**Task details**
All entries given below are to be returned word for word.

Records contained in a dataset
+ + +

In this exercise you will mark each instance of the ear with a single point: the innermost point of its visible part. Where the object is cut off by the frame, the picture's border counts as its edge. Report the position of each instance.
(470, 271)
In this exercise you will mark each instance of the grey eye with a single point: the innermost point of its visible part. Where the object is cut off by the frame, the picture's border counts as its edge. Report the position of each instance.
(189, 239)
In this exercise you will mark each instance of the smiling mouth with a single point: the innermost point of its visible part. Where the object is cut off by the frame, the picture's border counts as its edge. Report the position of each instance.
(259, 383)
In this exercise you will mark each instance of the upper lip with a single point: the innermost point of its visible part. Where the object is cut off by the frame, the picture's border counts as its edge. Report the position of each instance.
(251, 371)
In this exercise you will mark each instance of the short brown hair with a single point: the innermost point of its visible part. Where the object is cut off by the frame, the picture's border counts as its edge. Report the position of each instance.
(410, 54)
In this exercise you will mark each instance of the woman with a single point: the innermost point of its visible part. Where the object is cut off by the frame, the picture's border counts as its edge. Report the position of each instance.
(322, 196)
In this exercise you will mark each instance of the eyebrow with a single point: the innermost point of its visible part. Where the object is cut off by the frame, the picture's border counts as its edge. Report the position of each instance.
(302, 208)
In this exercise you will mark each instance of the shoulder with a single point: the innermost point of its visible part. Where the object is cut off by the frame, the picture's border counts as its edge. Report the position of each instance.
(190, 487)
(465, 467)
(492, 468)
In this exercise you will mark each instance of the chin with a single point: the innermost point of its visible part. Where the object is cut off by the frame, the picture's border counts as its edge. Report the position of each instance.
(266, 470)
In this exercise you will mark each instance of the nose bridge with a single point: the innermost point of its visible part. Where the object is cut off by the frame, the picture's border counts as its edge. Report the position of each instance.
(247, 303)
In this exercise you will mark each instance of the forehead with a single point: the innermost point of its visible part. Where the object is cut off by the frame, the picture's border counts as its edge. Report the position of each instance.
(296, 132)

+ + +

**Result below**
In this exercise you will mark each instance of the ear with a single point: the innermost point of its visible part. Where the object is cut off by the frame, the picture's border counts as its edge. Report the position of each instance.
(470, 271)
In this exercise you will mark each instance of the grey eye with a single point: the innermost point of its visible part. Where the object is cut off by the frame, the picture's border counts as its edge. Report the position of each instance.
(189, 239)
In this exercise you will mark each instance of the smiling mouth with a single point: the innermost point of its visible part. Where the object is cut off by the frame, the picture's border counts as its edge. Report the position of each instance.
(259, 383)
In this exercise you will mark each instance of the upper lip with a single point: the innermost point of its visible part. Where the object is cut off by the frame, the picture's border counts as its edge. Report the position of each instance.
(251, 371)
In this exercise you will mark each instance of the short brown hair with a single point: the innermost point of its visible part. Where the object is cut off by the frame, the picture's border counts as its edge. Report the position of each instance.
(410, 54)
In this exercise you will mark each instance of the woman with a single point: the innermost point of its visible part. Where the object is cut off by the frame, the picture's border counts as its edge. Report the position of each instance.
(322, 196)
In this exercise you will mark each instance of the eyebrow with a single point: the innermost point of its visible part. Where the object is cut off by the frame, the picture's border counts as its edge. Report the position of each instance.
(302, 208)
In this exercise you will mark each instance of the shoulder with a single point: the innermost point of its visible part. Where the object is cut off by the frame, the picture's border counts as its edge. Report the position of each instance.
(190, 487)
(465, 467)
(492, 468)
In this exercise you will mark each instance of the chin with a single point: the innermost point of its visible part. Where the object is cut off by the frame, the picture's border counts as its edge. Report the position of each instance.
(266, 470)
In this exercise you will mark each instance of the nose bridge with a single point: the innermost point of its visible part. Where the object is cut off by the frame, the picture's border counts as its edge. Report the position of each instance.
(247, 303)
In this exercise you will mark each instance of the forehead with a single point: the innermost point of its visible part. Where the object is cut off by the frame, the picture's border counts as its edge. Report the position of each instance.
(296, 132)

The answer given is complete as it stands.